* _DESCRIPTION OF THE TASK_: Scan the data and please report how many lines include the word "cliff". Leave out everything but the number.

* _EXCERPTED RECORDS_:
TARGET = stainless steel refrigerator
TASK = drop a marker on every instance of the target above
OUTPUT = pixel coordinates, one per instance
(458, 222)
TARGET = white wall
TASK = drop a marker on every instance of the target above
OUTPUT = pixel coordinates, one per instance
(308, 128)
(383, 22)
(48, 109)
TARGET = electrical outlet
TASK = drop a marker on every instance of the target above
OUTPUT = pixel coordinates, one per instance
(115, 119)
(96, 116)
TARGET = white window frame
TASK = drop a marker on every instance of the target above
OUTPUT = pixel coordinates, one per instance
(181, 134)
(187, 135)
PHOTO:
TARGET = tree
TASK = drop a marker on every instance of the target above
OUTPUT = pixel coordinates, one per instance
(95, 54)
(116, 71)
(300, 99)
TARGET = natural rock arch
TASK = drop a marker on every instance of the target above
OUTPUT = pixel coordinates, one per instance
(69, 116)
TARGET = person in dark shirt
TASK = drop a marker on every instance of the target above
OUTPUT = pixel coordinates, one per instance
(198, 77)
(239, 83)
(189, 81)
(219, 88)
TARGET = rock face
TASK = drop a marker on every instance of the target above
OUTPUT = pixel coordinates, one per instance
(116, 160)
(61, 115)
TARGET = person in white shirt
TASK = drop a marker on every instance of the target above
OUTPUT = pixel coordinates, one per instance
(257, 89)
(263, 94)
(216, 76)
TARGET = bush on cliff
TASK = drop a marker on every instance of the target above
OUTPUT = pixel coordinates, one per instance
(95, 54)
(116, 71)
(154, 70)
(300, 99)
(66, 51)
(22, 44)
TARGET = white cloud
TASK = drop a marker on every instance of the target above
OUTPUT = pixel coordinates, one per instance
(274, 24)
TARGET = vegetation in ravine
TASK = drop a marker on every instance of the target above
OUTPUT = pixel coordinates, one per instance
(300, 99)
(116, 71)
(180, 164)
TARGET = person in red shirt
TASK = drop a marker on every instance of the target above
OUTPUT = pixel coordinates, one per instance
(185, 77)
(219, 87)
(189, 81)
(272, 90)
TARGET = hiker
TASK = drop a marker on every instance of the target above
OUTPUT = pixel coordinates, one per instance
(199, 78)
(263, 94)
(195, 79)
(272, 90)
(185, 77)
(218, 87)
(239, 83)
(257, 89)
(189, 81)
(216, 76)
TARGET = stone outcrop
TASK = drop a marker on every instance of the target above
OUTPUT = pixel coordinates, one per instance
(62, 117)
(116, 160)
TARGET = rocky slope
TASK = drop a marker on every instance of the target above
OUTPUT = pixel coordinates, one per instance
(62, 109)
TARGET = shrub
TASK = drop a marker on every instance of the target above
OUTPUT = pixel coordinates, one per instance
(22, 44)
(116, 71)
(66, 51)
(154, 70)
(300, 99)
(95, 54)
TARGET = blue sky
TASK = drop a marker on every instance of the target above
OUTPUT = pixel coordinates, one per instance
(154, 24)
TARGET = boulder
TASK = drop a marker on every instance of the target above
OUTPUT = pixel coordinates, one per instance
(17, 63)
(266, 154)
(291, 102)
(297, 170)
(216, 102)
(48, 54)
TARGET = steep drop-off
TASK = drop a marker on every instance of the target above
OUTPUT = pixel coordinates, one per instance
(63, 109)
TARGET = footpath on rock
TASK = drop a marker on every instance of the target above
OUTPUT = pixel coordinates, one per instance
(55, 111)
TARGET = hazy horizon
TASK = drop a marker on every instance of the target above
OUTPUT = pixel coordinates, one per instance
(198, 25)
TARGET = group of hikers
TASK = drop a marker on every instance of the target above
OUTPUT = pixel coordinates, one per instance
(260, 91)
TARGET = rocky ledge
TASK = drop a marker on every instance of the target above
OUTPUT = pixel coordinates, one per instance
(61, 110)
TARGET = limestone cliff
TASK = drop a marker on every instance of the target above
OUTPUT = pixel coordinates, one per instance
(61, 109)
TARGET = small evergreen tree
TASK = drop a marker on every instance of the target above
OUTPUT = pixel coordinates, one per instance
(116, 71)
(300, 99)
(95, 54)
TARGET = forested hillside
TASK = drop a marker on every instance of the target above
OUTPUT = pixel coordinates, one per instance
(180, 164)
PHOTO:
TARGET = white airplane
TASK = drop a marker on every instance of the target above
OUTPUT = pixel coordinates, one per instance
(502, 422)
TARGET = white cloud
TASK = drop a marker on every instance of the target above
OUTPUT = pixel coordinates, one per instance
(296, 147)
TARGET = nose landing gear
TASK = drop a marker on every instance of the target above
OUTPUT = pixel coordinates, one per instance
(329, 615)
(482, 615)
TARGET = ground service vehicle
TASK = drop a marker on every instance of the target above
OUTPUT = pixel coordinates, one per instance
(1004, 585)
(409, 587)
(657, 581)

* _EXERCISE SOLUTION_: 2